# [Your assignment]
The response should consist solely of the lines running from the line with "One keypoint belongs to every instance. Tag the red stadium" to the end of the data, retyped exactly.

# [Natural language region descriptions]
# # # # #

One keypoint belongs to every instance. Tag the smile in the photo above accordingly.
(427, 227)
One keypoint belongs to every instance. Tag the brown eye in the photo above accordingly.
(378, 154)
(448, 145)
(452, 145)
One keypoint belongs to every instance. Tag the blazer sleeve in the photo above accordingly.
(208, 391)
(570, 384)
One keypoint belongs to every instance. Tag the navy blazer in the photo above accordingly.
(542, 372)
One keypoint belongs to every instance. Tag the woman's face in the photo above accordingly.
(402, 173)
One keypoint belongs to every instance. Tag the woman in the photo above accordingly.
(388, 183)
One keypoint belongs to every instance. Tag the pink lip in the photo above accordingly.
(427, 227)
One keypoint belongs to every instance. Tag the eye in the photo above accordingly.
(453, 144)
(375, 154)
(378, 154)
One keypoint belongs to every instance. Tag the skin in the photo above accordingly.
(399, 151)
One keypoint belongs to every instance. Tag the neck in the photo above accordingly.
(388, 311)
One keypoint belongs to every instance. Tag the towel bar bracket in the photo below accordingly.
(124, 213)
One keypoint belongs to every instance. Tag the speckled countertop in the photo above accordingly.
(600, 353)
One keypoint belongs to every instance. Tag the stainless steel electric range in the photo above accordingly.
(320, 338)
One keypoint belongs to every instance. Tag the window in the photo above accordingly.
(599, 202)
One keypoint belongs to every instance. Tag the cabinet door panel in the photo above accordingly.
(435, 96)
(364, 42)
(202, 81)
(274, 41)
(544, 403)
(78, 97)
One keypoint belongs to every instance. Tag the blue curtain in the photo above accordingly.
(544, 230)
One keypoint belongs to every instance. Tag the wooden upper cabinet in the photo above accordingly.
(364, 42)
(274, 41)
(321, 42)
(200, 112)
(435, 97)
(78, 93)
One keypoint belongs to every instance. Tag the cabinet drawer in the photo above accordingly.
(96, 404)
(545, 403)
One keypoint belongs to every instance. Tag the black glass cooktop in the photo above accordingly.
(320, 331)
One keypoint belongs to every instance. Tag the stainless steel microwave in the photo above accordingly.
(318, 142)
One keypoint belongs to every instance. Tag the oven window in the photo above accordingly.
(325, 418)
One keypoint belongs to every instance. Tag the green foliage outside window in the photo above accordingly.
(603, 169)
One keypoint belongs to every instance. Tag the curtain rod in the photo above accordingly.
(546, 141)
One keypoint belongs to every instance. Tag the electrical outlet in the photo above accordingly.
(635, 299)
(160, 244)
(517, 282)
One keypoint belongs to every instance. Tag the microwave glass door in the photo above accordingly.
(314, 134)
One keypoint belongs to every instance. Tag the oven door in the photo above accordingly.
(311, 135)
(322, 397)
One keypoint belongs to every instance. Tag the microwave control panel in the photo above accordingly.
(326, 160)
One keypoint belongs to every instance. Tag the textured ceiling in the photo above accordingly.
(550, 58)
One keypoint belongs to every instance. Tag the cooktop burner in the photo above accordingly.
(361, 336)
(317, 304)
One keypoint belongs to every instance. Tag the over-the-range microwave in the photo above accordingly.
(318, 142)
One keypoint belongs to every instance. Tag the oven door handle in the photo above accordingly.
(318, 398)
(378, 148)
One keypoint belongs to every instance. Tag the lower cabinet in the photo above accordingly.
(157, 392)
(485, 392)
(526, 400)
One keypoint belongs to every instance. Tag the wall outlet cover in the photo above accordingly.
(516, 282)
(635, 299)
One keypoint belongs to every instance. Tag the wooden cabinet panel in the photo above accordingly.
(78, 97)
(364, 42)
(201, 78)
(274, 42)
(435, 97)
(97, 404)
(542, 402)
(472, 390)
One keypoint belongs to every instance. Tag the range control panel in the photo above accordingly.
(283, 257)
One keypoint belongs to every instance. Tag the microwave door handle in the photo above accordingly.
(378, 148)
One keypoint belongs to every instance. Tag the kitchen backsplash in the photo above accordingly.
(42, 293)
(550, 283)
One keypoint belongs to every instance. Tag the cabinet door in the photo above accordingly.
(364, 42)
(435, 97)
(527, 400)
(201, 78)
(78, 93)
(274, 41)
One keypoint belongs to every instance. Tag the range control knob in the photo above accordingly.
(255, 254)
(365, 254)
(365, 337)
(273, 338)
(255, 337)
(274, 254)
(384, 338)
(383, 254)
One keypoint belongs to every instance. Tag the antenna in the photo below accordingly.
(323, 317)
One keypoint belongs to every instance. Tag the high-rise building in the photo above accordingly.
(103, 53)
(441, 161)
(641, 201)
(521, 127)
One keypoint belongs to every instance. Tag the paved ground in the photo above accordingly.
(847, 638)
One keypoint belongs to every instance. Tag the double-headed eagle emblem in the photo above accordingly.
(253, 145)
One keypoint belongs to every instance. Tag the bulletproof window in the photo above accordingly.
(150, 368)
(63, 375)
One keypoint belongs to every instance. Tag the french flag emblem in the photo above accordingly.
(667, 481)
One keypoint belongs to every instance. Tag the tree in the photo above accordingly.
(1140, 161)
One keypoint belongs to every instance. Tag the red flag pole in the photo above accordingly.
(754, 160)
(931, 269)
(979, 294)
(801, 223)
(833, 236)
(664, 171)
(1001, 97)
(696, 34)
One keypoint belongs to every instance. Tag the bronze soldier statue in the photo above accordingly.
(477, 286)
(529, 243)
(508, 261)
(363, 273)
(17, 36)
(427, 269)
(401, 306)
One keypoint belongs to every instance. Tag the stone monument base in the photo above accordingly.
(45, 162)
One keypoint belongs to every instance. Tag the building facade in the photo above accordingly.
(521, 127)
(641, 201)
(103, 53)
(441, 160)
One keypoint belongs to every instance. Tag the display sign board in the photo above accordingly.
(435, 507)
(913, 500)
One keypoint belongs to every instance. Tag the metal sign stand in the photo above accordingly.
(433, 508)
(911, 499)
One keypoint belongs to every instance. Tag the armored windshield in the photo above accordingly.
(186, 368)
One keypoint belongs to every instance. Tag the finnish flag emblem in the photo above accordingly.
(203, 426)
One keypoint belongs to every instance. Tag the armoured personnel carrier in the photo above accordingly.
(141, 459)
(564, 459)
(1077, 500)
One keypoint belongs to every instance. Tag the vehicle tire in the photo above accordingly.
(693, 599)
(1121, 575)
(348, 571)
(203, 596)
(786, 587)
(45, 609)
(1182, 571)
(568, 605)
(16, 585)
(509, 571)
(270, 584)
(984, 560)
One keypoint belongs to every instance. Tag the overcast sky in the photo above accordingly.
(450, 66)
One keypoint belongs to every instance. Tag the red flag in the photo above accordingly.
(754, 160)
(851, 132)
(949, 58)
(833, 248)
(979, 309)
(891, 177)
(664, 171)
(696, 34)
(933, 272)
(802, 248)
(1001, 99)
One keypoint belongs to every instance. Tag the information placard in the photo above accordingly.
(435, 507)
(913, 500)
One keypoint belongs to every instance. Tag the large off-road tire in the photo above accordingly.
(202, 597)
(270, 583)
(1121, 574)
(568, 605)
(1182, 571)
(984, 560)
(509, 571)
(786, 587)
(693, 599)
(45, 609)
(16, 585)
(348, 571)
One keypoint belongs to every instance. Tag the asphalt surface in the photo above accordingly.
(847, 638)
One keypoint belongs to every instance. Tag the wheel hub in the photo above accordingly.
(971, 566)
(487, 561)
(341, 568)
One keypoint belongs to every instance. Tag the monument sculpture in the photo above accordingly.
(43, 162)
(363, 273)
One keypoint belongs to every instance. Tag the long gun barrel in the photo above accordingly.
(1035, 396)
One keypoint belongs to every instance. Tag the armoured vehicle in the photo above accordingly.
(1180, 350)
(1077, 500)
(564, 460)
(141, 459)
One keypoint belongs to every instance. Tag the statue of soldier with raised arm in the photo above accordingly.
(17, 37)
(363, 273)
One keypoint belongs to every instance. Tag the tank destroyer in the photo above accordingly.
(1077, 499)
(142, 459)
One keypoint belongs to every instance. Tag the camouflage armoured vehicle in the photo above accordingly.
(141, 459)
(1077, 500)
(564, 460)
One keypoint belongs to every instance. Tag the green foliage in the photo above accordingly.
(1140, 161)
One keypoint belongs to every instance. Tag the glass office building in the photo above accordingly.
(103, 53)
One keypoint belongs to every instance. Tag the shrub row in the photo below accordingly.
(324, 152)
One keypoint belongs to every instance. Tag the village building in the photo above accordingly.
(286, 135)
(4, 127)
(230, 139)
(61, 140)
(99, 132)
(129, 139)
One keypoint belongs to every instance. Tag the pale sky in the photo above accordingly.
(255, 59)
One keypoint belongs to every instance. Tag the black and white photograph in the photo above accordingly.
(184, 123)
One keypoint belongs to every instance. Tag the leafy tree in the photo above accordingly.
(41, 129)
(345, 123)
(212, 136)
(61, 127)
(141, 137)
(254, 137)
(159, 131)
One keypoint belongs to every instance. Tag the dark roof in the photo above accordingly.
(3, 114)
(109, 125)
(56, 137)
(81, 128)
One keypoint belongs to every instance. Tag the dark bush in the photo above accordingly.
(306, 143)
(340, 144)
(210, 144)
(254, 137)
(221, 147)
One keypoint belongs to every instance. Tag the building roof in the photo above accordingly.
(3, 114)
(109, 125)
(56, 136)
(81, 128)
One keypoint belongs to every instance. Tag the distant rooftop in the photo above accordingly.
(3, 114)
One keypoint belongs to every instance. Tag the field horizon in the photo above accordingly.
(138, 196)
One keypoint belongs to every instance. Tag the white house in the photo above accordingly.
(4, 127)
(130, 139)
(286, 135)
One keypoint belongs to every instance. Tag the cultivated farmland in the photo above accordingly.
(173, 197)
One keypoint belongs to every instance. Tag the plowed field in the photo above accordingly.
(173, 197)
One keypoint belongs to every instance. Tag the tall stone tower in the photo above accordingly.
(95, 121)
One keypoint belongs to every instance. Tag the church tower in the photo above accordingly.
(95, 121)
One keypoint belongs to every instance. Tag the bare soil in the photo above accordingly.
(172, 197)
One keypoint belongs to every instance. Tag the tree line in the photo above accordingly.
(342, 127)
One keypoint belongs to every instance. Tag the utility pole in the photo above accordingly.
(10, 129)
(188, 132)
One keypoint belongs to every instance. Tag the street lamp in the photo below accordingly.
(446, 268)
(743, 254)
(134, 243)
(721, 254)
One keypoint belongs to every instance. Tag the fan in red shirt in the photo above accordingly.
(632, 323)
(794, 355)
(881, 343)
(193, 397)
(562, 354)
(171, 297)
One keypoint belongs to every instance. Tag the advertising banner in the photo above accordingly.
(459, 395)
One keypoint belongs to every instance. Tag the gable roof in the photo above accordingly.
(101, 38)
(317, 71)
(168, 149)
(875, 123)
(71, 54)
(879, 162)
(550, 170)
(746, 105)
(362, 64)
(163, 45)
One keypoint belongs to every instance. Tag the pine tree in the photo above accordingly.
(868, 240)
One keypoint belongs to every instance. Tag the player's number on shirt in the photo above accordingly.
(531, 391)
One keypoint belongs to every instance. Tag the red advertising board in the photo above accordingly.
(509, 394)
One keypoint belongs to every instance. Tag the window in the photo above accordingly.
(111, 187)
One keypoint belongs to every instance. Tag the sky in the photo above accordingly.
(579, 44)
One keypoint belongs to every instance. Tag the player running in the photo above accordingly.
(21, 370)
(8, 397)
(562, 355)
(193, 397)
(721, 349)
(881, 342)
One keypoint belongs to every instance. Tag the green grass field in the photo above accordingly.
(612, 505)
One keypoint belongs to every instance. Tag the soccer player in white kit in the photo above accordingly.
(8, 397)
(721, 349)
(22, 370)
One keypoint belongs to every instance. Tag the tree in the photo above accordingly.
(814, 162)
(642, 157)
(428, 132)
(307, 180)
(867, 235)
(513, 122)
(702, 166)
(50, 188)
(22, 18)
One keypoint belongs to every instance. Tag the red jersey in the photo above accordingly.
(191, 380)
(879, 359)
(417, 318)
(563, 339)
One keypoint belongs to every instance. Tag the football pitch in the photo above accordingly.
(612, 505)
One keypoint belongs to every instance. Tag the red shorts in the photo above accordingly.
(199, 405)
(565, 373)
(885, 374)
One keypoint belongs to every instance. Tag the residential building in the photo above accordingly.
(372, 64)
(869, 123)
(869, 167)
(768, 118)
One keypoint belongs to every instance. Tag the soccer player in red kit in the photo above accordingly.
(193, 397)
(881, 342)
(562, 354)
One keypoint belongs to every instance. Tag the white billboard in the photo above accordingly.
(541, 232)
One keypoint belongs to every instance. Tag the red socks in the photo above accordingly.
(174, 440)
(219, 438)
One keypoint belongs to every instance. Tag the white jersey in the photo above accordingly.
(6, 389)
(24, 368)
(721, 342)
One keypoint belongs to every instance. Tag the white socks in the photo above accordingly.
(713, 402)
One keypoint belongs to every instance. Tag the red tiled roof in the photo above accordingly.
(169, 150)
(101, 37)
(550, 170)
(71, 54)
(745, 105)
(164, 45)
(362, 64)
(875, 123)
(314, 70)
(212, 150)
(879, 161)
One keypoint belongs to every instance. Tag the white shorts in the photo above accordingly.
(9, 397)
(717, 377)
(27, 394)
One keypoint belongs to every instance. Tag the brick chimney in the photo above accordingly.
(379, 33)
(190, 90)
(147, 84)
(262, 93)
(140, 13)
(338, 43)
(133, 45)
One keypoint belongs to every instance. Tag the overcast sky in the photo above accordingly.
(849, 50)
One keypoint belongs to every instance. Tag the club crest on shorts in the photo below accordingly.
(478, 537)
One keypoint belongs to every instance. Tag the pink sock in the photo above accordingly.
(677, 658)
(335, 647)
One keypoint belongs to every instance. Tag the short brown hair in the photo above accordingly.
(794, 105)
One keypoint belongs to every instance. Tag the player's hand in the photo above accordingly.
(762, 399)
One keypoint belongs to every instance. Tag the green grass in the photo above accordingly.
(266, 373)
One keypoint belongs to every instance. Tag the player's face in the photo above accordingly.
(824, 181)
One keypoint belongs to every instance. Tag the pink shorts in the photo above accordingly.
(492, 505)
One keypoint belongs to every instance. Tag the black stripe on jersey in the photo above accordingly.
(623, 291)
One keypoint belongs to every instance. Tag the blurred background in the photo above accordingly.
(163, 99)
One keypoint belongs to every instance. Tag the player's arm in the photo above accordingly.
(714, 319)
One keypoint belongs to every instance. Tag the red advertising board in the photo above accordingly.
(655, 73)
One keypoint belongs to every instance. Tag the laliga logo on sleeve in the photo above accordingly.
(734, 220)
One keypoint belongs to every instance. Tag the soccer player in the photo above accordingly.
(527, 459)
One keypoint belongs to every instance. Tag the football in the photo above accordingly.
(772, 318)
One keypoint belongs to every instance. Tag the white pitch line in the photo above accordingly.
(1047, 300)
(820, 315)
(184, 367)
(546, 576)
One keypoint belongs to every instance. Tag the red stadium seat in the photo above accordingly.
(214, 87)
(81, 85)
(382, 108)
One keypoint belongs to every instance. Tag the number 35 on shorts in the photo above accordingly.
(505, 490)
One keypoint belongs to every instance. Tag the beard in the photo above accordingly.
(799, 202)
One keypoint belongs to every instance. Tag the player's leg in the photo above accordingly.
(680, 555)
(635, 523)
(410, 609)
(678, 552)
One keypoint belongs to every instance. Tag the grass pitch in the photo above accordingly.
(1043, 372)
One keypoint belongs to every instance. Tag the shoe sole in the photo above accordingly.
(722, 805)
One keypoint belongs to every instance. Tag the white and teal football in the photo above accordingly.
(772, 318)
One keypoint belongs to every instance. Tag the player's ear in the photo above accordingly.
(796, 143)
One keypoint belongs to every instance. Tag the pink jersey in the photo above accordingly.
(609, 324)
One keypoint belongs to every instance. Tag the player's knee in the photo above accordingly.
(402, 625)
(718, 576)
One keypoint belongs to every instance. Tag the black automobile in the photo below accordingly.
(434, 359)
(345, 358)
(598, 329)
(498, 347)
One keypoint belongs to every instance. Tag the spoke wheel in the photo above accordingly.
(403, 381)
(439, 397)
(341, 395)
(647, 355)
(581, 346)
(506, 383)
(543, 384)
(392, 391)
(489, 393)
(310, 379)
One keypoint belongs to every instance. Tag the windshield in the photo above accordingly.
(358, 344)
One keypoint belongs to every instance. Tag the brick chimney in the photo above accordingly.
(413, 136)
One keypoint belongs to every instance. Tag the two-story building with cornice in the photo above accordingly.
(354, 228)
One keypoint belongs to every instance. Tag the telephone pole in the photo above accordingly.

# # # # #

# [Solution]
One keypoint belongs to every instance. Tag the red stadium seat in the photo above accordingly.
(214, 87)
(81, 85)
(382, 108)
One keypoint belongs to every instance. Tag the number 35 on shorts in the photo above accordingly.
(505, 490)
One keypoint belongs to every instance. Tag the beard in the photo above accordingly.
(799, 202)
One keypoint belongs to every instance. Tag the player's leg in the photo above accordingly.
(680, 555)
(635, 523)
(410, 609)
(678, 552)
One keypoint belongs to every instance. Tag the grass pitch in the photo above accordingly.
(1043, 372)
One keypoint belongs to every instance. Tag the shoe sole in the photo above accordingly.
(722, 805)
One keypoint belongs to every instance. Tag the white and teal football in the photo above accordingly.
(772, 318)
One keypoint belongs to every instance. Tag the player's ear in the photo above accordingly.
(796, 143)
One keypoint belongs to every instance. Tag the pink jersey in the photo above accordingly.
(609, 324)
One keypoint belongs to every instance. Tag the player's knee in the photo above accordingly.
(402, 625)
(718, 576)
One keypoint belongs to every instance. Tag the black automobile in the photo below accordingly.
(434, 359)
(345, 358)
(598, 329)
(498, 347)
One keypoint belongs to every instance. Tag the spoke wheel in the photo above accordingly.
(403, 381)
(439, 397)
(341, 395)
(647, 355)
(581, 346)
(506, 383)
(543, 384)
(392, 391)
(489, 393)
(310, 379)
One keypoint belongs to every instance. Tag the windshield in the photo above accordingly.
(358, 344)
One keypoint belongs to every instance. Tag the brick chimney in the photo above accordingly.
(413, 136)
One keypoint belongs to every instance. Tag the two-story building with cornice in the photo above accordingly.
(354, 228)
One keypoint belongs to every instance. Tag the telephone pole in the photo above accordingly.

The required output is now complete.